» **Given task**: Below you will find a set of lines. Repeat them all exactly.

» **Data in this exercise**:
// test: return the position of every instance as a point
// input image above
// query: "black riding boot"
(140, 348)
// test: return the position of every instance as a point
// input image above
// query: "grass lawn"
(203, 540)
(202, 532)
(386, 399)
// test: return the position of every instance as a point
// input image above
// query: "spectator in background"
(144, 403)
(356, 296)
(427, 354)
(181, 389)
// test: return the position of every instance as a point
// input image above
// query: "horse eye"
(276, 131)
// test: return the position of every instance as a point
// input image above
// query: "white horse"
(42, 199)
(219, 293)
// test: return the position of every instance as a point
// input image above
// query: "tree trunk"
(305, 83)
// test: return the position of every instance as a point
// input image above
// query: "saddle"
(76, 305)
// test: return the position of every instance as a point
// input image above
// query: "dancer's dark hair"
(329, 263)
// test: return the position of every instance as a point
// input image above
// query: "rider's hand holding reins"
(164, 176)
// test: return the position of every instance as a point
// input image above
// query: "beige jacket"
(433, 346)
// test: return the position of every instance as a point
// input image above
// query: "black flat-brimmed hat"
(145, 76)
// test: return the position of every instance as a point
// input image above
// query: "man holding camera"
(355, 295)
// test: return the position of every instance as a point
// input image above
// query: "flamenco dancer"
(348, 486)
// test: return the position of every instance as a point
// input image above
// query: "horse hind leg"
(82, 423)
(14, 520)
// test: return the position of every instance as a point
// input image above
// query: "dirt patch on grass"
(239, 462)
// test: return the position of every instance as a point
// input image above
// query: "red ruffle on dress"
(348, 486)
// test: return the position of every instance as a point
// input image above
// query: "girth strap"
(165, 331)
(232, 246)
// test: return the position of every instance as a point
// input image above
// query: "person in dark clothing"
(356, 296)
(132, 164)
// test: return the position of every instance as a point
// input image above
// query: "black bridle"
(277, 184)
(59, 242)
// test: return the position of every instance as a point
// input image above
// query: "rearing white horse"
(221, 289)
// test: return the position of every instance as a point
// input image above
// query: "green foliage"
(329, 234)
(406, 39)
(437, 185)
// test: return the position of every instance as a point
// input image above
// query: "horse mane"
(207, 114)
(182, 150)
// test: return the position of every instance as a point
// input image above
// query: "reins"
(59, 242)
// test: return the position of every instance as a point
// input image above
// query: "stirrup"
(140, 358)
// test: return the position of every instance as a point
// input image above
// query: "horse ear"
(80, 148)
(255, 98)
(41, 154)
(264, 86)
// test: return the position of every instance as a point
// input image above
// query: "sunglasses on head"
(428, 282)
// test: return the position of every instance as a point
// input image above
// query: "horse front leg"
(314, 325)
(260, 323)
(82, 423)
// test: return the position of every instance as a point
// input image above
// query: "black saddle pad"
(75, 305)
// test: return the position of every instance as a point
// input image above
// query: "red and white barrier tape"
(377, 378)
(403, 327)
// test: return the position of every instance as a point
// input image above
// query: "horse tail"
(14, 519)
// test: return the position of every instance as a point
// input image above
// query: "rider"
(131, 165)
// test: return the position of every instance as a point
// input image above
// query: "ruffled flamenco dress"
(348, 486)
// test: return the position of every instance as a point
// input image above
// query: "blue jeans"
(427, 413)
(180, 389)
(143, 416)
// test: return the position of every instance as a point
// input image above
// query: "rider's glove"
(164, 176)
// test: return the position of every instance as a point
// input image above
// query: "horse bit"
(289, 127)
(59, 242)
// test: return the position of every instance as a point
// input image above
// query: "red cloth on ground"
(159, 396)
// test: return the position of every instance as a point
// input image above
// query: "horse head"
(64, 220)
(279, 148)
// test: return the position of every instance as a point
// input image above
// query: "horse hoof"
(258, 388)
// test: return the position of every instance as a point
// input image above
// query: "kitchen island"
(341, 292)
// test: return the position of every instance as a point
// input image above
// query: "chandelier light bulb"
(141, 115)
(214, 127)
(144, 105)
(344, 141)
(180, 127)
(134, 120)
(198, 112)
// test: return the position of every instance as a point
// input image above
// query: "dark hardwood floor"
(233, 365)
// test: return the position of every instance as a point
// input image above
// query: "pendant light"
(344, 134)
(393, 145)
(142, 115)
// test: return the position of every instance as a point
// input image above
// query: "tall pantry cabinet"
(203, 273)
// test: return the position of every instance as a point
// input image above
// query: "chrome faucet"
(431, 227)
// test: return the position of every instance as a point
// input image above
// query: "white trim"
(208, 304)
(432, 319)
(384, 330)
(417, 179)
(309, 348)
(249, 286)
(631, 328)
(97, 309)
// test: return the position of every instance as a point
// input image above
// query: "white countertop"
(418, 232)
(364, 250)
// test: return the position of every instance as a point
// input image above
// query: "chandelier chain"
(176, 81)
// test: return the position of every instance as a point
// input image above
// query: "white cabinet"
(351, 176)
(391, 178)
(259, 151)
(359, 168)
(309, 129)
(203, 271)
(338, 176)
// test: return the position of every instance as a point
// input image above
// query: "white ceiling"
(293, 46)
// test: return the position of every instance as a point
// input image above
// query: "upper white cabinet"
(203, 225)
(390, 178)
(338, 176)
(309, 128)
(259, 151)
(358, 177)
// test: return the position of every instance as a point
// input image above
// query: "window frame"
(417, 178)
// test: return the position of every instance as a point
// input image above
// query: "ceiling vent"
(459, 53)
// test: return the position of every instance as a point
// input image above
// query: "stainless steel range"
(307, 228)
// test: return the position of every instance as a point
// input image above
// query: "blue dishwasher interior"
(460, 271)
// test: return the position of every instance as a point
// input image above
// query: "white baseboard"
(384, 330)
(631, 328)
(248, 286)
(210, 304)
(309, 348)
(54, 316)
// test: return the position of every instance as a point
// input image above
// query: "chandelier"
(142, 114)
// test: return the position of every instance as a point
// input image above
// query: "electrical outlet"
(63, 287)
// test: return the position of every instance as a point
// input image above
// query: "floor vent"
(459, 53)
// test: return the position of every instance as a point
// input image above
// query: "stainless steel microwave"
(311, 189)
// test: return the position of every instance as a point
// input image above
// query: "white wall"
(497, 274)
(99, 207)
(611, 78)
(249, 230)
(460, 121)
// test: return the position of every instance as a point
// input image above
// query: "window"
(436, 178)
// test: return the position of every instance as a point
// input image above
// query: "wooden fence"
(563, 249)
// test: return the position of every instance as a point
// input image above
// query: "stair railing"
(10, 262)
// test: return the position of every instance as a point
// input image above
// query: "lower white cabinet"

» **Task output**:
// test: return the position of every instance as a point
// input image above
// query: "black riding boot"
(140, 348)
// test: return the position of every instance as a point
// input image above
// query: "grass lawn"
(203, 540)
(202, 532)
(386, 399)
// test: return the position of every instance as a point
// input image above
// query: "spectator in background"
(144, 403)
(356, 296)
(427, 354)
(181, 389)
// test: return the position of every instance as a point
// input image above
// query: "horse eye"
(276, 131)
// test: return the position of every instance as a point
// input image above
// query: "white horse"
(42, 199)
(219, 293)
// test: return the position of every instance as a point
// input image above
// query: "tree trunk"
(305, 83)
// test: return the position of every instance as a point
// input image above
// query: "saddle"
(76, 305)
// test: return the position of every instance as a point
// input image above
// query: "dancer's dark hair"
(329, 263)
// test: return the position of every instance as a point
// input image above
// query: "rider's hand holding reins"
(164, 176)
// test: return the position of every instance as a point
// input image above
// query: "beige jacket"
(433, 346)
// test: return the position of every instance as a point
// input image above
// query: "black flat-brimmed hat"
(145, 76)
// test: return the position of every instance as a point
// input image above
// query: "man holding camera"
(355, 295)
// test: return the position of every instance as a point
// input image above
// query: "flamenco dancer"
(348, 486)
// test: return the position of every instance as a point
// input image above
// query: "horse hind leg"
(82, 423)
(14, 520)
// test: return the position of every instance as a point
// input image above
// query: "dirt patch on grass"
(239, 462)
// test: return the position of every instance as a point
// input image above
// query: "red ruffle on dress"
(348, 486)
// test: return the position of every instance as a point
// input image above
// query: "girth strap"
(165, 331)
(232, 246)
// test: return the position of every instance as a point
// input image above
// query: "person in dark clothing"
(356, 296)
(132, 164)
// test: return the position of every instance as a point
// input image above
// query: "black bridle"
(277, 184)
(59, 242)
// test: return the position of every instance as a point
// input image above
// query: "rearing white horse"
(221, 289)
// test: return the position of every instance as a point
// input image above
// query: "green foliage"
(329, 234)
(406, 39)
(437, 185)
// test: return the position of every instance as a point
// input image above
// query: "horse mane"
(207, 114)
(182, 150)
// test: return the position of every instance as a point
// input image above
// query: "reins"
(59, 242)
// test: return the position of every instance as a point
// input image above
// query: "stirrup"
(140, 358)
// test: return the position of every instance as a point
// input image above
// query: "horse ear"
(80, 148)
(255, 98)
(41, 154)
(264, 86)
// test: return the position of every instance as a point
// input image above
// query: "sunglasses on head"
(428, 282)
// test: return the position of every instance as a point
// input image above
// query: "horse front leg"
(314, 325)
(260, 323)
(82, 423)
// test: return the position of every instance as a point
// input image above
// query: "black saddle pad"
(75, 305)
// test: return the position of every instance as a point
// input image above
// query: "red and white barrier tape"
(377, 378)
(403, 327)
// test: return the position of every instance as a point
// input image above
// query: "horse tail"
(14, 519)
// test: return the position of every instance as a point
// input image above
// query: "rider"
(131, 165)
// test: return the position of every instance as a point
// input image above
// query: "ruffled flamenco dress"
(348, 486)
// test: return the position of every instance as a point
// input image above
// query: "blue jeans"
(427, 413)
(180, 389)
(143, 416)
// test: return the position of every instance as a point
// input image above
// query: "rider's glove"
(164, 176)
// test: return the position of every instance as a point
// input image above
// query: "horse bit"
(289, 127)
(59, 242)
// test: return the position of every instance as a point
// input image above
// query: "red cloth on ground"
(159, 396)
// test: return the position of every instance as a point
// input image above
// query: "horse head"
(64, 220)
(279, 148)
// test: return the position of every instance as a point
// input image above
// query: "horse hoof"
(258, 388)
// test: return the position of every instance as a point
// input image above
// query: "kitchen island"
(341, 292)
// test: return the position of every instance as a point
// input image above
// query: "chandelier light bulb"
(141, 115)
(214, 127)
(144, 105)
(344, 141)
(180, 127)
(134, 120)
(198, 112)
// test: return the position of every instance as a point
// input image above
// query: "dark hardwood floor"
(233, 365)
// test: return the position of every instance as a point
// input image above
// query: "pendant light"
(344, 134)
(393, 145)
(142, 115)
// test: return the position of every instance as a point
// input image above
// query: "tall pantry cabinet"
(203, 273)
// test: return the position of every instance as a point
// input image above
// query: "chrome faucet"
(431, 227)
// test: return the position of every instance as a point
// input image above
// query: "white trim"
(208, 304)
(432, 319)
(384, 330)
(417, 179)
(309, 348)
(249, 286)
(631, 328)
(97, 309)
// test: return the position of every instance as a point
// input image above
// query: "white countertop"
(418, 232)
(364, 250)
// test: return the position of every instance as a point
// input image above
// query: "chandelier chain"
(176, 81)
// test: return the position of every instance as a point
// input image above
// query: "white cabinet"
(351, 176)
(391, 178)
(259, 151)
(359, 168)
(309, 129)
(203, 271)
(338, 176)
// test: return the position of every instance as a point
// input image above
// query: "white ceiling"
(293, 46)
// test: return the position of every instance as a point
// input image above
// query: "upper white cabinet"
(203, 225)
(390, 178)
(338, 176)
(309, 128)
(259, 151)
(358, 177)
// test: return the position of every instance as a point
// input image above
// query: "window frame"
(417, 178)
// test: return the position of every instance as a point
// input image above
// query: "ceiling vent"
(459, 53)
// test: return the position of every instance as a point
// input image above
// query: "stainless steel range"
(307, 228)
// test: return the position of every instance as a point
// input image above
// query: "blue dishwasher interior"
(460, 271)
// test: return the position of every instance as a point
// input image above
// query: "white baseboard"
(384, 330)
(631, 328)
(248, 286)
(210, 304)
(309, 348)
(54, 316)
// test: return the position of every instance as a point
// input image above
// query: "chandelier"
(142, 114)
// test: return the position of every instance as a point
// input image above
// query: "electrical outlet"
(63, 287)
// test: return the position of every instance as a point
// input image above
// query: "floor vent"
(459, 53)
// test: return the position of every instance as a point
// input image above
// query: "stainless steel microwave"
(311, 189)
// test: return the position of every instance as a point
// input image above
// query: "white wall"
(497, 274)
(99, 207)
(611, 78)
(249, 230)
(460, 121)
// test: return the position of every instance as a point
// input image above
// query: "window"
(436, 178)
// test: return the position of every instance as a point
// input image above
// query: "wooden fence"
(563, 249)
// test: return the position of every instance as a point
// input image above
// query: "stair railing"
(10, 262)
// test: return the position of every instance as a point
// input image above
// query: "lower white cabinet"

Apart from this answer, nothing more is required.